(Collected data entries)
--- --- ---
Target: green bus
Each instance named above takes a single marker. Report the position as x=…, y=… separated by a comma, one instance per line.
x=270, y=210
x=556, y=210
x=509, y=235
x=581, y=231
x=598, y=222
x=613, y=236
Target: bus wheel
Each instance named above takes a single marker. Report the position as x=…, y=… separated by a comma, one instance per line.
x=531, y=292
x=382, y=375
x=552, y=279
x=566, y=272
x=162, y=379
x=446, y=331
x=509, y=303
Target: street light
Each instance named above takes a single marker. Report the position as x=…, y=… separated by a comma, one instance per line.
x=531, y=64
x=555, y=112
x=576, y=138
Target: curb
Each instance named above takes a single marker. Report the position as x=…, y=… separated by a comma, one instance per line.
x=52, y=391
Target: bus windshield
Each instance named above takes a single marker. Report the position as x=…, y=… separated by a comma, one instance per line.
--- --- ---
### What you will do:
Reproduce each entry exactly, leaving out nothing.

### Answer for this exercise:
Target: green bus
Each instance named above takes a single marker. Report the position as x=…, y=… separated by a comma, one instance per line.
x=270, y=210
x=556, y=210
x=509, y=235
x=581, y=231
x=598, y=222
x=613, y=236
Target: bus wheel
Each instance named above takes a single marker. Report the position as x=…, y=… separated by a comma, one instance per line.
x=531, y=292
x=382, y=375
x=552, y=279
x=566, y=272
x=162, y=379
x=446, y=331
x=509, y=303
Target: street light
Each instance named above takes a single marker. Report the position as x=…, y=… separated by a comma, one instance per line.
x=531, y=64
x=555, y=112
x=576, y=138
Target: curb
Each instance named above takes a single marker. Report the position as x=…, y=… separated by a comma, one instance per line.
x=52, y=391
Target: bus windshield
Each instance named above takes a single marker. Report the position as x=…, y=… separated by a comma, one instance per line.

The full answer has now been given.